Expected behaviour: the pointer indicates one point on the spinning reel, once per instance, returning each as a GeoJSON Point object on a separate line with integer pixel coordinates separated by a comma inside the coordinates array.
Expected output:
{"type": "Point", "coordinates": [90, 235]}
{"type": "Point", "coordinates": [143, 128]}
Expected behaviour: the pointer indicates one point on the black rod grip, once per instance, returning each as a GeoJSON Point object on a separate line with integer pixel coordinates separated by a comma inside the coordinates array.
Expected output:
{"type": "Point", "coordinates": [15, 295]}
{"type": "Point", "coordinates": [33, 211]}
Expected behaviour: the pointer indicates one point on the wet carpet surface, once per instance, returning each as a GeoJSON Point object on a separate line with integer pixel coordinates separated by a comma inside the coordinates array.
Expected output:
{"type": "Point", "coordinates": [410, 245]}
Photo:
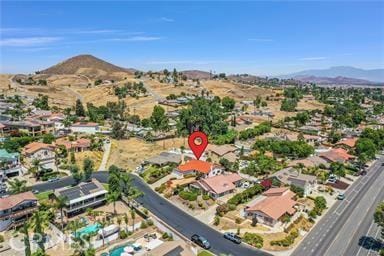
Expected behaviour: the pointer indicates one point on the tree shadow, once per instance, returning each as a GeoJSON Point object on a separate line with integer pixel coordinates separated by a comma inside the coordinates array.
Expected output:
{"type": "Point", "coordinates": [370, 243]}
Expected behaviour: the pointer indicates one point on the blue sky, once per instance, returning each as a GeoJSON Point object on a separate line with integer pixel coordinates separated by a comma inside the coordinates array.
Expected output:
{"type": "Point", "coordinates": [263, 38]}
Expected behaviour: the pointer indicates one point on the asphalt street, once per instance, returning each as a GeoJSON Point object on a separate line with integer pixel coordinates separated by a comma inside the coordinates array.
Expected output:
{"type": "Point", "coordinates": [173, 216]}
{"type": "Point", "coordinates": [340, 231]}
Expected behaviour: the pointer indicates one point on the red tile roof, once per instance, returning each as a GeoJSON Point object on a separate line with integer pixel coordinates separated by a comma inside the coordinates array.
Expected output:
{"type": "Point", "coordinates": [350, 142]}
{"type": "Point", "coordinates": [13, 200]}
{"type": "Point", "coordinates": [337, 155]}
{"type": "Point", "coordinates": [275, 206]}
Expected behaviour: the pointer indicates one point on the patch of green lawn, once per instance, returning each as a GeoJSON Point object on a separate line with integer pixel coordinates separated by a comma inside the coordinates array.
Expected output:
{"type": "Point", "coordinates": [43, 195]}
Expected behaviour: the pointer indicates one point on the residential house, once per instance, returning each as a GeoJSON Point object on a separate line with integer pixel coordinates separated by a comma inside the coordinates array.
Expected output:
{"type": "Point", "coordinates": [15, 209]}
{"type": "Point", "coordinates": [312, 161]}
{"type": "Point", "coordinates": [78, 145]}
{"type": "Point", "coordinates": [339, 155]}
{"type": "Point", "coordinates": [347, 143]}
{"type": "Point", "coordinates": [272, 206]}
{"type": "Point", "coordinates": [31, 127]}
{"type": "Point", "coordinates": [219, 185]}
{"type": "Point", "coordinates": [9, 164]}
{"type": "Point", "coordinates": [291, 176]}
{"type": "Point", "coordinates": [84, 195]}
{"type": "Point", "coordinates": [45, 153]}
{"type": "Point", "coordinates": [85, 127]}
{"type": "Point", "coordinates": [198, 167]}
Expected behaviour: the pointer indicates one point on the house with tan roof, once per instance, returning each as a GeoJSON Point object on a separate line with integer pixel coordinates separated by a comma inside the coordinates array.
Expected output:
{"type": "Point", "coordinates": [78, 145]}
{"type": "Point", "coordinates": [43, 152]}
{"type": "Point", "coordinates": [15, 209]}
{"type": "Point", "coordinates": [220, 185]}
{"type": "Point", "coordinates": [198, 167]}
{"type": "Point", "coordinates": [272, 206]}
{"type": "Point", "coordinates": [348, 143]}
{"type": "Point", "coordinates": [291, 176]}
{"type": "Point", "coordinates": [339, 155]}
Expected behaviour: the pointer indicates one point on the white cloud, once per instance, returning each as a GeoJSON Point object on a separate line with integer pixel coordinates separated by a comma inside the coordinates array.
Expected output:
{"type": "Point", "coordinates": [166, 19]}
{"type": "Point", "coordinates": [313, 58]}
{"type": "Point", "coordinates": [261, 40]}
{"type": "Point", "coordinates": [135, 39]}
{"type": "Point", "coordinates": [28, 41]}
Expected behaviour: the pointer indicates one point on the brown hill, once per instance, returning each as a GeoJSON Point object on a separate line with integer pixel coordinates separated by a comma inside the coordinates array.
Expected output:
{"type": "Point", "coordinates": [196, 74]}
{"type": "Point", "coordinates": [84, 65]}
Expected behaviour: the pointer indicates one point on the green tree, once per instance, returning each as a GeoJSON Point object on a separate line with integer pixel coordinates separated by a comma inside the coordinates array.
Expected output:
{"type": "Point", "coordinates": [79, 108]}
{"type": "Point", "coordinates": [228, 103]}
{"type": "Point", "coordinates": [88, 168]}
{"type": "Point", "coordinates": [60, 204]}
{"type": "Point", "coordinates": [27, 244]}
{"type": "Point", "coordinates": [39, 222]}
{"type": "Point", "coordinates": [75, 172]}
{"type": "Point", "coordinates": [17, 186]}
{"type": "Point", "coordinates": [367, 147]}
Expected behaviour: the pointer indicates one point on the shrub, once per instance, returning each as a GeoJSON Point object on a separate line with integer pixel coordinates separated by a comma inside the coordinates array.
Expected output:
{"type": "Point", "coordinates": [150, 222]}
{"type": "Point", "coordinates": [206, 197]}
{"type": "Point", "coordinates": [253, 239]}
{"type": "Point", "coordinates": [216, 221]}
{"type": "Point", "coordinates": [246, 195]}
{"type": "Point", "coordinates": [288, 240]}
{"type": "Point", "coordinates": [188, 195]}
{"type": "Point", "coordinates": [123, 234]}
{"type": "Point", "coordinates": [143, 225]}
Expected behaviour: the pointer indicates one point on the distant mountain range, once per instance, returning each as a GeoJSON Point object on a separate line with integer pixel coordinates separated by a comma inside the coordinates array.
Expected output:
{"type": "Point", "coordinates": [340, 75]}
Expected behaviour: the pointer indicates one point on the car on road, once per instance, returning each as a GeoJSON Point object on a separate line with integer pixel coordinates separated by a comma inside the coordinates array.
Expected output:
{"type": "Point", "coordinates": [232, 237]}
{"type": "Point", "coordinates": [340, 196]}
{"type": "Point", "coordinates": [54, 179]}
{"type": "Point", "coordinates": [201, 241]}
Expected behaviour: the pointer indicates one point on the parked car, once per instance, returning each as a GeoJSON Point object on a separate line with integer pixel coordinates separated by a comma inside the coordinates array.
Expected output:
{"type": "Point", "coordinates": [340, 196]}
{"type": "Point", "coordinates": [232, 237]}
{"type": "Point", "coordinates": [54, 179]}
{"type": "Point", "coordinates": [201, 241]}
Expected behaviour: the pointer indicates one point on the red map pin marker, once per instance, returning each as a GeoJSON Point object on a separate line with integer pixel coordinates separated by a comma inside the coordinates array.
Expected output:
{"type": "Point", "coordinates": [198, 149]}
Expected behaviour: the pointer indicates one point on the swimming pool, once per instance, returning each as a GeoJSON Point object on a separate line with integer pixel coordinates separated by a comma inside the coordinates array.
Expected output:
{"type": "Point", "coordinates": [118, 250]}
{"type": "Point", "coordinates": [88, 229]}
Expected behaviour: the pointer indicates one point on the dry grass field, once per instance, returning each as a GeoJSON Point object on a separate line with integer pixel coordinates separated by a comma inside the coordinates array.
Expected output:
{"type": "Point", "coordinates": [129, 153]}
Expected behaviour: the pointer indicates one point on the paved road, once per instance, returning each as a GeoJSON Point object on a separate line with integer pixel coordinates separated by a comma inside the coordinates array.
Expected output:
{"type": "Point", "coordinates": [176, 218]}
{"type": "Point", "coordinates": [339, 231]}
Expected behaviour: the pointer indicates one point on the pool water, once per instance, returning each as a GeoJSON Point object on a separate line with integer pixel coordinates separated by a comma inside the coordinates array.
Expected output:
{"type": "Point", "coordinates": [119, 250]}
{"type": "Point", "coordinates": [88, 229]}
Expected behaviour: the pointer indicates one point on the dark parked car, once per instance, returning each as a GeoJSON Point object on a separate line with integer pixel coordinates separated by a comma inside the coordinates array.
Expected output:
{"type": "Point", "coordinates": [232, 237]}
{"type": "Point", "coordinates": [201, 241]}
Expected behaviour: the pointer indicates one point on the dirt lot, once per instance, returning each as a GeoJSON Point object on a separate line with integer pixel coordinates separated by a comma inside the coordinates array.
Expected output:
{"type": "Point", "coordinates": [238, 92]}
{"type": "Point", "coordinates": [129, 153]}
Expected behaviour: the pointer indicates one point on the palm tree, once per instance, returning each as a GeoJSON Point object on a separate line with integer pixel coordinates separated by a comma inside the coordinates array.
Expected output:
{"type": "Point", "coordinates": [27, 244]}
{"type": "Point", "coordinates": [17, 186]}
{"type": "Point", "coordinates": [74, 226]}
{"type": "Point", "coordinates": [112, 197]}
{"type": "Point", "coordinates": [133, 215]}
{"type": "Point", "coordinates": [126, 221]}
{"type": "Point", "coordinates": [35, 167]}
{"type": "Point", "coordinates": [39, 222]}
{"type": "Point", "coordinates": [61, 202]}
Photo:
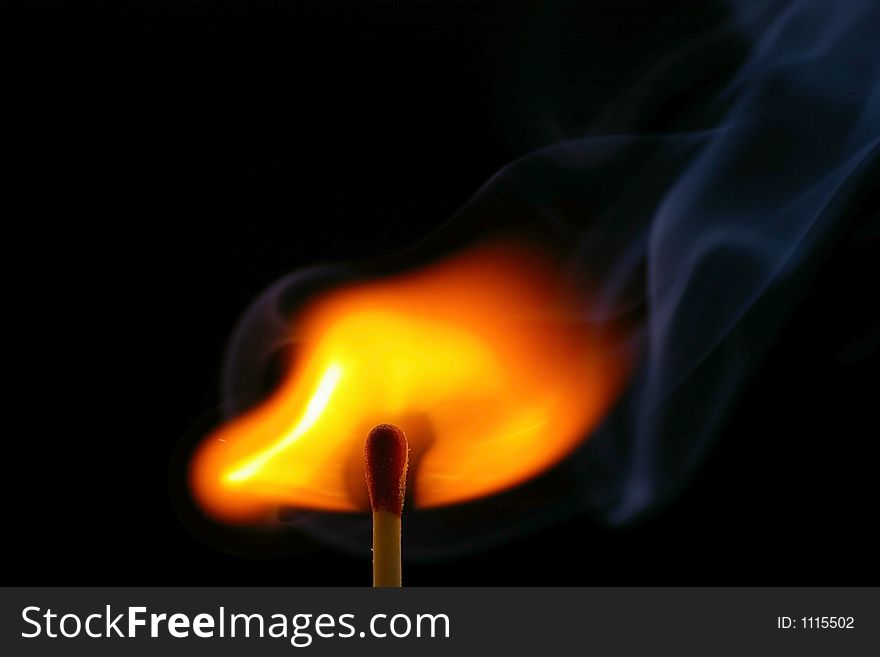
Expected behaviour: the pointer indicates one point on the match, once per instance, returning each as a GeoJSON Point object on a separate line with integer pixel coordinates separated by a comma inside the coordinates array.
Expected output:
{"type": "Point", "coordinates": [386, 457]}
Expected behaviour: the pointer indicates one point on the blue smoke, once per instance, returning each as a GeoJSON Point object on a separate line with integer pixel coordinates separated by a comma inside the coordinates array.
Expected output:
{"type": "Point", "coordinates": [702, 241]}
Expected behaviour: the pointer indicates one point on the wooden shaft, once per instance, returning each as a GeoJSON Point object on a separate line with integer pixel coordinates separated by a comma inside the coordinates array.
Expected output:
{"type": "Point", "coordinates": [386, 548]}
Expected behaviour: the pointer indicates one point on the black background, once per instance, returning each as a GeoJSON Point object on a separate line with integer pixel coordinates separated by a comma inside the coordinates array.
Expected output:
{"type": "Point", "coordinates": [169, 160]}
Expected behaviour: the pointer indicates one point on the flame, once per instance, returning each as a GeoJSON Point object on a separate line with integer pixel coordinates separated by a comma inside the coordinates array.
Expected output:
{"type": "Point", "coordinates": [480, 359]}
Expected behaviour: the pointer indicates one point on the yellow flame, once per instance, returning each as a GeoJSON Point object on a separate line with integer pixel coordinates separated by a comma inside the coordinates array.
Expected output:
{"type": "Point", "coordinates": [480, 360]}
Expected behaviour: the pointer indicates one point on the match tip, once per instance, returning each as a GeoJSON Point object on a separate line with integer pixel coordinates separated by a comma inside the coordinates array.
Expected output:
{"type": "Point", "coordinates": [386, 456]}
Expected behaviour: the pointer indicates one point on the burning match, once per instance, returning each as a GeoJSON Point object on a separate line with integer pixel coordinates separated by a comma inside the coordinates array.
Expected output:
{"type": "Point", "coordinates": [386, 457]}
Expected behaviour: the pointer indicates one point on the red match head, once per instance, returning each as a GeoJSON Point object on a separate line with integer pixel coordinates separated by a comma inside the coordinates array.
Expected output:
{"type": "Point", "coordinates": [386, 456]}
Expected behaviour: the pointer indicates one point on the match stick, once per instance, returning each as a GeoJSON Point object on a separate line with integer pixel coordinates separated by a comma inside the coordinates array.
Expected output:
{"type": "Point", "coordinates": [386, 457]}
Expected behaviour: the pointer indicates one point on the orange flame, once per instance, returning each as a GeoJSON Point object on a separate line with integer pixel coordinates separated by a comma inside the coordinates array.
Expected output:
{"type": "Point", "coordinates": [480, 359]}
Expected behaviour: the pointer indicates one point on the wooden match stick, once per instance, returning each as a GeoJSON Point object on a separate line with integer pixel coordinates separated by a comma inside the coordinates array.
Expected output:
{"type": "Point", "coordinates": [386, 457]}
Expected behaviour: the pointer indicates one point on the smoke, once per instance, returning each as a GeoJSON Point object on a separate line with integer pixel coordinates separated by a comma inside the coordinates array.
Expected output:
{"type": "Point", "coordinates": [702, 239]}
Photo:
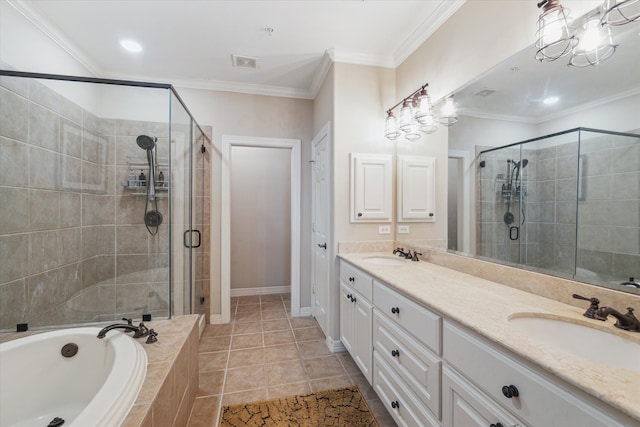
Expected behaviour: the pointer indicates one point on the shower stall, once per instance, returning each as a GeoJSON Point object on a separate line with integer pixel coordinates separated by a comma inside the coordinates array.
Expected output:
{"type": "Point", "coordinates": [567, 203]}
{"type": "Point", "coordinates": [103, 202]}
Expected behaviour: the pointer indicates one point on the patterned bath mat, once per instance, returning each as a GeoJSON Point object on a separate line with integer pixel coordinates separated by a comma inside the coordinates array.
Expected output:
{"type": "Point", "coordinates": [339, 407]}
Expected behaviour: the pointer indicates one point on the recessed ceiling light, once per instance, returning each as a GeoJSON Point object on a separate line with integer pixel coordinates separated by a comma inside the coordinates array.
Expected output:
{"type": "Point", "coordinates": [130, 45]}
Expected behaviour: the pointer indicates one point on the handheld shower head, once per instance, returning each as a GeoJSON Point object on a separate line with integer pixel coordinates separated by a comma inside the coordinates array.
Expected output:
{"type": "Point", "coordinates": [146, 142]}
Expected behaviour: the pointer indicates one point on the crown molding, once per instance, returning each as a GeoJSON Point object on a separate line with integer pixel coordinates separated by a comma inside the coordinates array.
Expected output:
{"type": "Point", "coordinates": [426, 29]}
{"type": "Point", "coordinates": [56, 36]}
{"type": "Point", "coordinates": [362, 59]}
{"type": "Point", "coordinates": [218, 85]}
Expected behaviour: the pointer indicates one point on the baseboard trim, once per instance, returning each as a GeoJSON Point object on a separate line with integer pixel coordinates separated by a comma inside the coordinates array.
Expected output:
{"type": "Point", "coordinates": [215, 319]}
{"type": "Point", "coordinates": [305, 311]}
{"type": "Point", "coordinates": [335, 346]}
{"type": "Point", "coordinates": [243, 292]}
--------------------------------
> _PROBLEM TO WORK ON_: All lines from the one that contains "Expected behaviour: the pointer indicates one point on the crown" through the end of the material are to be quoted exactly, with both ends included.

> _WRITTEN REPLY_:
Expected behaviour: the pointer indicates one point on the crown molding, once per instance, returning each as a GeoJSON Point object on a separate line with integer pixel coordinates separated by a comma inside the coordinates array.
Expected output:
{"type": "Point", "coordinates": [426, 29]}
{"type": "Point", "coordinates": [56, 36]}
{"type": "Point", "coordinates": [362, 59]}
{"type": "Point", "coordinates": [218, 85]}
Expected behaviour: the pointer indicates one point on the baseboard trim, once per instance, returning each as a GeoJSON Point object on a separate line with integer pixel coordinates separated by a comma inside the coordinates array.
Expected output:
{"type": "Point", "coordinates": [215, 319]}
{"type": "Point", "coordinates": [305, 311]}
{"type": "Point", "coordinates": [335, 346]}
{"type": "Point", "coordinates": [243, 292]}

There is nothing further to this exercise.